| Description of the task |
Every single entry must be reproduced precisely.

_ _ _ _ _ _ _

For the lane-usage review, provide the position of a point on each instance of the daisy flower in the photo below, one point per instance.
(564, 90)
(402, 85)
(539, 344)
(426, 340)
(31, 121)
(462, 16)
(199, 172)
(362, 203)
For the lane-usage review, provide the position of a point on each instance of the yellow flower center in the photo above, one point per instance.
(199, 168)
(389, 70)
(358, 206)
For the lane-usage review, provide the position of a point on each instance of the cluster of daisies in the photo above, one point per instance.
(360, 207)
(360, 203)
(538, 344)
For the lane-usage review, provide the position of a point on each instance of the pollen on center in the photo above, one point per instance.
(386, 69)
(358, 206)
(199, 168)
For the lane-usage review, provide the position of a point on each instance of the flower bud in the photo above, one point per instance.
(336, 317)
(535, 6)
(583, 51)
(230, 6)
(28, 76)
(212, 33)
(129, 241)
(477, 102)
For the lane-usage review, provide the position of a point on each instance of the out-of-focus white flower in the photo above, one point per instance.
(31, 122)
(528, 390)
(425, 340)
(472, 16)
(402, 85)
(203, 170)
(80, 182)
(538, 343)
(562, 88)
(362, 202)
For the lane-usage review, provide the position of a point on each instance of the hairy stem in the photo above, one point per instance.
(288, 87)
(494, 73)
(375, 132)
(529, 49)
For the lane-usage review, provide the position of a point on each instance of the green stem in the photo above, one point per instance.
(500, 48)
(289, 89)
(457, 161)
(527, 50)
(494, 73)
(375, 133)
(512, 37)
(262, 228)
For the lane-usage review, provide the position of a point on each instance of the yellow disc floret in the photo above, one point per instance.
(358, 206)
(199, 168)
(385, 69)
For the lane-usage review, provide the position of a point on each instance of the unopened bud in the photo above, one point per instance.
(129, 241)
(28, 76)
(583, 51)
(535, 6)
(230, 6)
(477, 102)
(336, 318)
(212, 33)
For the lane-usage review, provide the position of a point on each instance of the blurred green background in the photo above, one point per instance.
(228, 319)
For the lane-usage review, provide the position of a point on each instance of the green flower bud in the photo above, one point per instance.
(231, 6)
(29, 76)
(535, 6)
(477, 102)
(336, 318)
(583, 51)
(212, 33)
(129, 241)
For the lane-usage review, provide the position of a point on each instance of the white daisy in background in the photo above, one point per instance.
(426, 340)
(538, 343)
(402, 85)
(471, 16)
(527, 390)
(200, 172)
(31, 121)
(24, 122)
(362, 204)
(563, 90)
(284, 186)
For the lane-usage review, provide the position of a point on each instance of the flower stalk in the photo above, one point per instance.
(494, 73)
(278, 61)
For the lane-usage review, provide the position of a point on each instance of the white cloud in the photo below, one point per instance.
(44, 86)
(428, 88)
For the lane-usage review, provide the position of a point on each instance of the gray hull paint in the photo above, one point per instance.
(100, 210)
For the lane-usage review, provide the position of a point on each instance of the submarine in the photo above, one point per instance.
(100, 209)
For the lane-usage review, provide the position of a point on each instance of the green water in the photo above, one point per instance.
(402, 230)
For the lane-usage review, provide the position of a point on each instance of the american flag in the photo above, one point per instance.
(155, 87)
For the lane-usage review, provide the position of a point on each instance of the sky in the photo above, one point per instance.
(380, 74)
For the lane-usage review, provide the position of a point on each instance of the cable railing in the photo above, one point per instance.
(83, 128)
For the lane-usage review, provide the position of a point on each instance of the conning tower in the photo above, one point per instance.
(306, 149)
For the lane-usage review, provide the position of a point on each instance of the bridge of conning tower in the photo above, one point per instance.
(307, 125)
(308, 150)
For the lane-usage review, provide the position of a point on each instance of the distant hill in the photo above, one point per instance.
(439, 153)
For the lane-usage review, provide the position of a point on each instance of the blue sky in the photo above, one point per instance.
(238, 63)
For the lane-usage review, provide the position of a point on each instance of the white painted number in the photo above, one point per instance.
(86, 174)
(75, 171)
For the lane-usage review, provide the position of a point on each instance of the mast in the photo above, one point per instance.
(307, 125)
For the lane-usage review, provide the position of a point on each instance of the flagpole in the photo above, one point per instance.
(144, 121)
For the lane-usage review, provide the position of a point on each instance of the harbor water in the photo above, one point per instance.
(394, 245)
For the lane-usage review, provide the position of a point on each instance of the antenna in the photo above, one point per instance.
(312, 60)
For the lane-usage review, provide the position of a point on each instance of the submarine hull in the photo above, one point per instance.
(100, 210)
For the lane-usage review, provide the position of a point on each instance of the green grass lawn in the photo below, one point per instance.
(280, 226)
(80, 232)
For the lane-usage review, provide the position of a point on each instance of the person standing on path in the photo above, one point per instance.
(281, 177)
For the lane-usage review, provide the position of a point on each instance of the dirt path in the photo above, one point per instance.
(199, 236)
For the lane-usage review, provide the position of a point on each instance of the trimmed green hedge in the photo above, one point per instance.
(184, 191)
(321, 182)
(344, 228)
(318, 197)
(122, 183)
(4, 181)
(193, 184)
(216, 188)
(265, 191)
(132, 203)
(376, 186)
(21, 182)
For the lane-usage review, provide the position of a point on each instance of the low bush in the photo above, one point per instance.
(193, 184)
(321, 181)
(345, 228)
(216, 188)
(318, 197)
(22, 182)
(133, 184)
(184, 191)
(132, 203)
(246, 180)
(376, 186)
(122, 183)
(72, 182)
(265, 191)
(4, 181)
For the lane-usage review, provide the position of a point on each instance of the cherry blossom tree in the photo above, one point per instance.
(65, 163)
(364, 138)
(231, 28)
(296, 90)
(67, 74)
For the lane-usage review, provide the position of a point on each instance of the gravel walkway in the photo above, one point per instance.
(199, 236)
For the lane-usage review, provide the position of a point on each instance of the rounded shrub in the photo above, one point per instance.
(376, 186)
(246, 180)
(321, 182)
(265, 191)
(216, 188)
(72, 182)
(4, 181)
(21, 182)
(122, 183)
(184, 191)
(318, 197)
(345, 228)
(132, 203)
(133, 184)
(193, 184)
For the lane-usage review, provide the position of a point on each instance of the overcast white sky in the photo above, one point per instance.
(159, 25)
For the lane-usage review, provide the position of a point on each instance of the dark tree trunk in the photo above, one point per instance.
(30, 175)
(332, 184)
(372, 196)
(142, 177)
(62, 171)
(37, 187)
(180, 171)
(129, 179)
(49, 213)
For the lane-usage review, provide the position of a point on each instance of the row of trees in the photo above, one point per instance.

_ _ _ _ _ _ _

| Exercise answer |
For the lane-usage review, provide the position of a point on each instance of the daisy flower in the photo below, one point per instance.
(564, 90)
(402, 85)
(539, 344)
(426, 340)
(31, 121)
(462, 16)
(199, 172)
(362, 203)
For the lane-usage review, provide the position of a point on each instance of the yellow flower center in the photo above, one point per instance.
(199, 168)
(389, 70)
(358, 206)
For the lane-usage review, provide the position of a point on each instance of the cluster of daisies in the photo above, one point per instance.
(360, 207)
(360, 203)
(538, 344)
For the lane-usage review, provide the position of a point on each instance of the pollen on center in the photo above, one point per instance.
(386, 69)
(358, 206)
(199, 168)
For the lane-usage review, provide the position of a point on each instance of the flower bud in the photo above, one point per instance.
(336, 317)
(535, 6)
(583, 51)
(230, 6)
(28, 76)
(212, 33)
(129, 241)
(477, 102)
For the lane-usage review, provide the position of a point on each instance of the out-of-focus white flower in the photo above, one point per instance.
(31, 122)
(528, 390)
(425, 340)
(472, 16)
(402, 85)
(203, 170)
(80, 182)
(538, 343)
(562, 88)
(362, 202)
For the lane-usage review, provide the position of a point on each instance of the hairy stem in the photo above, one point per instance.
(288, 87)
(494, 73)
(375, 132)
(529, 49)
For the lane-usage review, provide the position of a point on each instance of the green stem in the photo above, one point per instance.
(500, 48)
(289, 89)
(457, 161)
(527, 50)
(494, 73)
(375, 133)
(512, 37)
(262, 228)
For the lane-usage review, provide the position of a point on each instance of the yellow disc floret in the photo above, one point per instance.
(358, 206)
(199, 168)
(385, 69)
For the lane-usage review, provide the position of a point on each instance of the unopened bud in the photo above, one point per instance.
(129, 241)
(28, 76)
(583, 51)
(535, 6)
(230, 6)
(477, 102)
(336, 318)
(212, 33)
For the lane-usage review, provide the position of a point on each instance of the blurred green background in the photo above, one point per instance.
(228, 319)
For the lane-usage review, provide the position of a point on each instance of the green flower bud in the photo above, one point per instance.
(231, 6)
(29, 76)
(535, 6)
(477, 102)
(336, 318)
(583, 51)
(212, 33)
(129, 241)
For the lane-usage review, provide the position of a point on each instance of the white daisy in background in the photo above, one point per instance.
(426, 340)
(538, 343)
(402, 85)
(471, 16)
(527, 390)
(200, 172)
(31, 121)
(24, 122)
(362, 204)
(563, 90)
(284, 186)
For the lane-usage review, provide the position of a point on each instance of the flower stalk in the photo above, one point per instance.
(494, 73)
(278, 61)
For the lane-usage review, provide the position of a point on each instance of the white cloud in the photo below, one point per instance.
(44, 86)
(428, 88)
For the lane-usage review, provide the position of a point on each instance of the gray hull paint in the photo above, one point per instance.
(100, 210)
For the lane-usage review, provide the position of a point on each instance of the submarine in the photo above, one point per instance.
(100, 209)
For the lane-usage review, provide the position of a point on each instance of the green water in the photo above, one point per instance.
(402, 230)
For the lane-usage review, provide the position of a point on each instance of the american flag in the photo above, one point per instance.
(155, 87)
For the lane-usage review, provide the position of a point on each instance of the sky in the photo above, one point per instance.
(380, 74)
For the lane-usage review, provide the position of a point on each instance of the cable railing in the photo above, one point per instance.
(83, 128)
For the lane-usage review, provide the position of a point on each instance of the conning tower in the photo above, one point per instance.
(306, 149)
For the lane-usage review, provide the position of a point on each instance of the bridge of conning tower in the photo above, one point per instance.
(307, 125)
(308, 150)
For the lane-usage review, provide the position of a point on each instance of the distant hill in the photo above, one point per instance.
(439, 153)
For the lane-usage review, provide the position of a point on each instance of the blue sky in the photo above, one point per instance.
(238, 63)
For the lane-usage review, provide the position of a point on each instance of the white painted number in the photo above, one point per instance.
(86, 174)
(75, 171)
For the lane-usage review, provide the position of a point on each instance of the mast in the photo above, one point per instance.
(307, 125)
For the lane-usage review, provide the position of a point on each instance of the flagpole in the photo above, one point per instance.
(144, 121)
For the lane-usage review, provide the position of a point on each instance of the harbor water in the photo above, one point per instance.
(394, 245)
For the lane-usage review, provide the position of a point on each instance of the antenna in the photo above, one point per instance.
(312, 60)
For the lane-usage review, provide the position of a point on each instance of the submarine hull in the photo above, one point per instance.
(100, 210)
For the lane-usage review, provide the position of a point on each instance of the green grass lawn in the photo below, one point per instance.
(280, 226)
(80, 232)
For the lane-usage review, provide the position of a point on each instance of the person standing on path in the photo above, one point per instance.
(281, 177)
For the lane-usage review, provide the position of a point on each instance of the dirt path in the photo above, one point per instance.
(199, 236)
For the lane-usage review, provide the position of a point on each instance of the trimmed green hedge in the photo above, one point per instance.
(184, 191)
(321, 182)
(344, 228)
(318, 197)
(122, 183)
(4, 181)
(193, 184)
(216, 188)
(265, 191)
(132, 203)
(376, 186)
(21, 182)
For the lane-usage review, provide the position of a point on each instance of the low bush in the photo above, one point per instance.
(193, 184)
(321, 181)
(345, 228)
(216, 188)
(318, 197)
(22, 182)
(133, 184)
(184, 191)
(132, 203)
(246, 180)
(376, 186)
(122, 183)
(72, 182)
(265, 191)
(4, 181)
For the lane-usage review, provide the position of a point on each instance of the cherry blossom tree in the photo above, one point per instance.
(65, 163)
(364, 138)
(231, 28)
(296, 90)
(67, 74)
For the lane-usage review, provide the position of a point on each instance of the gravel walkway in the photo above, one point per instance.
(199, 236)
For the lane-usage review, provide the position of a point on each instance of the rounded shrub in the photo above, one point per instance.
(376, 186)
(246, 180)
(321, 182)
(265, 191)
(216, 188)
(72, 182)
(4, 181)
(21, 182)
(122, 183)
(184, 191)
(318, 197)
(345, 228)
(132, 203)
(133, 184)
(193, 184)
For the lane-usage review, provide the position of a point on each instance of the overcast white sky in the photo above, one point per instance.
(159, 25)
For the lane-usage review, provide the position of a point on each instance of the dark tree trunk in the photo above, one point per instance.
(30, 175)
(332, 184)
(372, 196)
(142, 177)
(62, 171)
(37, 187)
(180, 171)
(129, 179)
(49, 213)
For the lane-usage review, provide the position of a point on each instance of the row of trees in the photo above, one point per instance.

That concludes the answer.